Goal of the exercise: Retype all of the data. Every line must match exactly.

****************

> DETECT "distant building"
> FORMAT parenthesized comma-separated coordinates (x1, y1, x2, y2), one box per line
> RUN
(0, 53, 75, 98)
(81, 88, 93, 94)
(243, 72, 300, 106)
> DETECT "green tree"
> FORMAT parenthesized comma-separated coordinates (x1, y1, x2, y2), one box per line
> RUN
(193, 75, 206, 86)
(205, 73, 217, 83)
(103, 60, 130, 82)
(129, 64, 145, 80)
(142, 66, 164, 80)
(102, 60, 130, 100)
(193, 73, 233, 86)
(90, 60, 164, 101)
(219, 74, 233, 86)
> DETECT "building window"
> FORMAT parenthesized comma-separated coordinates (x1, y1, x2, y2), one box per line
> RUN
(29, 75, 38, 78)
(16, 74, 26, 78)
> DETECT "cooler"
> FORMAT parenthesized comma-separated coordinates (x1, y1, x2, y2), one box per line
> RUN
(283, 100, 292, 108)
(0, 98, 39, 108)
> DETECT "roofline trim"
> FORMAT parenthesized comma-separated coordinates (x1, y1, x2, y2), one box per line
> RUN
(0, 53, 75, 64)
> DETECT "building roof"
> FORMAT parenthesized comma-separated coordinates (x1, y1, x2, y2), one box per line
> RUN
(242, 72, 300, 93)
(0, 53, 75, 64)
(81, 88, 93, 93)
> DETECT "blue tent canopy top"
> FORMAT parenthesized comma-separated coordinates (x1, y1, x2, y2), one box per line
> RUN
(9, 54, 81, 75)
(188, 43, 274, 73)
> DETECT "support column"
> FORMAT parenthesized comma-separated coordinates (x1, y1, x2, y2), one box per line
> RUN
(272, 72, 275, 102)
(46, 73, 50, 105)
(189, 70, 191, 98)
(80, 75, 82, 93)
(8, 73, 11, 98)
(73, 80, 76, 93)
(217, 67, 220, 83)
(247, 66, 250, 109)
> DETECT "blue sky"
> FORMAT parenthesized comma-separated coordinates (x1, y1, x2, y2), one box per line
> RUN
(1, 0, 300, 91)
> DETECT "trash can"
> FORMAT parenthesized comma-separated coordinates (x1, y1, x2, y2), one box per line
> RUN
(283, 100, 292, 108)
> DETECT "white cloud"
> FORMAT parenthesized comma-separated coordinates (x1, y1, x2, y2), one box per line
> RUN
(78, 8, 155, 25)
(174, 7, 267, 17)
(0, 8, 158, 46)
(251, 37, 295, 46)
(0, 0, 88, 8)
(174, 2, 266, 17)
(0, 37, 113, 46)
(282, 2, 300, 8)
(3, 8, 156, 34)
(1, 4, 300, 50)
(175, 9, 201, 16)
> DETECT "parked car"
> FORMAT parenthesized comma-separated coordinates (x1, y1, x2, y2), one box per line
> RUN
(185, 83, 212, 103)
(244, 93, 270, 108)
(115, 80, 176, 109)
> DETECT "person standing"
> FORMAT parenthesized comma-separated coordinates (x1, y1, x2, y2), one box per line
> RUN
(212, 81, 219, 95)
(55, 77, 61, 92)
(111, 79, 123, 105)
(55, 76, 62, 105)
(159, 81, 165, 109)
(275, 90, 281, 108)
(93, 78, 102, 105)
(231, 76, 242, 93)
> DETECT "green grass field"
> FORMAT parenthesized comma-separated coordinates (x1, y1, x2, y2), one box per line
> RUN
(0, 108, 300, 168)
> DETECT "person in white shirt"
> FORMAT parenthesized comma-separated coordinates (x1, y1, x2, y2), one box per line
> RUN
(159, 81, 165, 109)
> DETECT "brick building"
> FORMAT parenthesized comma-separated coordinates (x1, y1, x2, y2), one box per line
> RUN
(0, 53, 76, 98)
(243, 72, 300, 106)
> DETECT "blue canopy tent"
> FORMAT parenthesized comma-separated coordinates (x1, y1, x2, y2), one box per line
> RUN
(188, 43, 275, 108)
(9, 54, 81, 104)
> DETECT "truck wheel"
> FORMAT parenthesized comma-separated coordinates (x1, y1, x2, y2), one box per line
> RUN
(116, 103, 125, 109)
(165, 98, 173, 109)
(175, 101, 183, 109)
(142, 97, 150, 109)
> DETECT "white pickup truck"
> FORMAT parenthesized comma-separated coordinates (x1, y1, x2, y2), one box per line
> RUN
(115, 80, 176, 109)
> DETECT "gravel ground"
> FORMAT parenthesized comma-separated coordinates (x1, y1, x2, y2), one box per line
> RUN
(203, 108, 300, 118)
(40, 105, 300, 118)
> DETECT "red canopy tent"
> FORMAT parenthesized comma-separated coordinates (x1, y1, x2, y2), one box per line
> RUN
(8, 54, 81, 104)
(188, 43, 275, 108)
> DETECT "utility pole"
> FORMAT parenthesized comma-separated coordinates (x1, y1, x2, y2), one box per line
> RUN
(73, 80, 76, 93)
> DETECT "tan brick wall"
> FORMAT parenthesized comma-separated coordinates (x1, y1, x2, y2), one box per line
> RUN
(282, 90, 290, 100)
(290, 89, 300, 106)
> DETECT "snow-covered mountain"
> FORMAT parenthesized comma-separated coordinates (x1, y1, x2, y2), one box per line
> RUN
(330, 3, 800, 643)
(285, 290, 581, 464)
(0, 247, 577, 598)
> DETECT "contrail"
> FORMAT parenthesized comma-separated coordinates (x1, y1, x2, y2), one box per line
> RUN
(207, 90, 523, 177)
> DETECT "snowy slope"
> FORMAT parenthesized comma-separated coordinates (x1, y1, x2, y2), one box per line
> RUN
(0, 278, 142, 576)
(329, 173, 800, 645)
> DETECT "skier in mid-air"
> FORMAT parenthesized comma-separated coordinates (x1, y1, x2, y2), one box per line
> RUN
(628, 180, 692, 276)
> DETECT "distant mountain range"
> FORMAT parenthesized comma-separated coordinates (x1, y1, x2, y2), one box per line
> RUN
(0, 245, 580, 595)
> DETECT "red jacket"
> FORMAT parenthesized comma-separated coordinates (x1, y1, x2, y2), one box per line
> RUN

****************

Response area:
> DETECT "distant building"
> FORMAT parenthesized comma-separated coordinates (x1, y1, x2, y2), one box per line
> RUN
(0, 53, 75, 98)
(81, 88, 93, 94)
(243, 72, 300, 106)
> DETECT "green tree"
> FORMAT parenthesized comma-separated coordinates (x1, y1, x2, y2), one box per line
> RUN
(193, 75, 206, 86)
(205, 73, 217, 83)
(103, 60, 130, 82)
(129, 64, 145, 80)
(142, 66, 164, 80)
(102, 60, 130, 100)
(193, 73, 233, 86)
(90, 60, 164, 101)
(219, 74, 233, 86)
> DETECT "building window"
> FORMAT parenthesized comma-separated coordinates (x1, y1, x2, y2), one box per line
> RUN
(29, 75, 38, 78)
(16, 74, 26, 78)
> DETECT "cooler"
> FORMAT parenthesized comma-separated coordinates (x1, y1, x2, y2), one box per line
> RUN
(283, 100, 292, 108)
(0, 98, 39, 108)
> DETECT "roofline trim"
> FORMAT parenthesized comma-separated coordinates (x1, y1, x2, y2), one box per line
> RUN
(0, 53, 75, 64)
> DETECT "building roof"
> FORMAT parenthesized comma-separated coordinates (x1, y1, x2, y2), one box per line
> RUN
(242, 72, 300, 93)
(0, 53, 75, 64)
(81, 88, 93, 93)
> DETECT "blue tent canopy top"
> FORMAT parenthesized comma-separated coordinates (x1, y1, x2, y2), one box per line
> RUN
(9, 54, 81, 75)
(188, 43, 274, 73)
> DETECT "support column"
> FORMAT parenthesized comma-separated coordinates (x1, y1, x2, y2), one box per line
> RUN
(272, 72, 275, 102)
(46, 73, 50, 105)
(189, 70, 191, 98)
(80, 75, 82, 93)
(8, 73, 11, 98)
(73, 80, 76, 93)
(217, 67, 220, 83)
(247, 66, 250, 109)
> DETECT "blue sky"
> FORMAT parenthesized comma-separated coordinates (x1, y1, x2, y2), one box per line
> RUN
(1, 0, 300, 91)
> DETECT "trash can"
> FORMAT parenthesized comma-separated coordinates (x1, y1, x2, y2), one box per line
> RUN
(283, 100, 292, 108)
> DETECT "white cloud"
> FORMAT parenthesized comma-separated coordinates (x1, y1, x2, y2), one box per line
> RUN
(78, 8, 155, 25)
(174, 7, 267, 17)
(0, 8, 158, 46)
(251, 37, 295, 46)
(0, 0, 88, 8)
(174, 2, 266, 17)
(0, 37, 113, 46)
(282, 2, 300, 8)
(3, 8, 156, 34)
(1, 4, 300, 50)
(175, 9, 201, 16)
> DETECT "parked car"
> FORMAT parenthesized comma-separated coordinates (x1, y1, x2, y2), one box per line
> RUN
(185, 83, 212, 103)
(244, 93, 270, 108)
(115, 80, 176, 109)
> DETECT "person standing"
> FORMAT parenthesized comma-separated coordinates (x1, y1, x2, y2), one box per line
> RUN
(212, 81, 219, 95)
(55, 77, 61, 92)
(111, 79, 123, 105)
(55, 76, 62, 105)
(159, 81, 165, 109)
(275, 90, 281, 108)
(93, 78, 102, 105)
(231, 76, 242, 93)
> DETECT "green grass field"
> FORMAT parenthesized comma-separated coordinates (x1, y1, x2, y2), one box per line
> RUN
(0, 108, 300, 168)
> DETECT "person in white shirt"
> FORMAT parenthesized comma-separated coordinates (x1, y1, x2, y2), one box per line
> RUN
(159, 81, 165, 109)
> DETECT "brick building"
> FORMAT parenthesized comma-separated coordinates (x1, y1, x2, y2), one box per line
> RUN
(0, 53, 76, 98)
(243, 72, 300, 106)
> DETECT "blue canopy tent"
> FORMAT parenthesized comma-separated coordinates (x1, y1, x2, y2), one box per line
> RUN
(188, 43, 275, 108)
(9, 54, 81, 104)
> DETECT "truck wheel"
> FORMAT parenthesized comma-separated coordinates (x1, y1, x2, y2), one box per line
> RUN
(116, 103, 125, 109)
(165, 98, 173, 109)
(175, 101, 183, 109)
(142, 97, 150, 109)
> DETECT "white pickup truck"
> FORMAT parenthesized comma-separated coordinates (x1, y1, x2, y2), one box per line
> RUN
(115, 80, 176, 109)
> DETECT "gravel ground"
> FORMAT parenthesized comma-separated coordinates (x1, y1, x2, y2), one box per line
> RUN
(203, 108, 300, 118)
(40, 105, 300, 118)
> DETECT "red canopy tent"
> FORMAT parenthesized comma-separated coordinates (x1, y1, x2, y2), one box per line
> RUN
(8, 54, 81, 104)
(188, 43, 275, 108)
> DETECT "utility pole"
> FORMAT parenthesized comma-separated coordinates (x1, y1, x2, y2), one box per line
> RUN
(73, 80, 76, 93)
> DETECT "tan brick wall"
> FORMAT parenthesized comma-separated coordinates (x1, y1, x2, y2), one box per line
> RUN
(282, 90, 290, 100)
(290, 89, 300, 106)
> DETECT "snow-covered mountain"
> FORMAT parenthesized comma-separated coordinates (x1, y1, x2, y2), one box per line
> RUN
(330, 3, 800, 643)
(285, 290, 581, 464)
(0, 247, 577, 598)
> DETECT "contrail"
> FORMAT parenthesized comma-separated coordinates (x1, y1, x2, y2), one box per line
> RUN
(207, 90, 523, 177)
> DETECT "snowy slope"
> FORMAT parenthesized comma-separated coordinates (x1, y1, x2, y2), one box per line
> RUN
(0, 278, 142, 576)
(329, 173, 800, 645)
> DETECT "skier in mid-air"
> FORMAT parenthesized comma-separated coordinates (x1, y1, x2, y2), one box per line
> RUN
(628, 180, 692, 276)
> DETECT "distant mountain range"
> FORMAT parenthesized comma-separated coordinates (x1, y1, x2, y2), one box per line
> RUN
(0, 245, 580, 595)
> DETECT "red jacket"
> FORMAT parenthesized comma-separated coordinates (x1, y1, x2, y2), one box per line
> RUN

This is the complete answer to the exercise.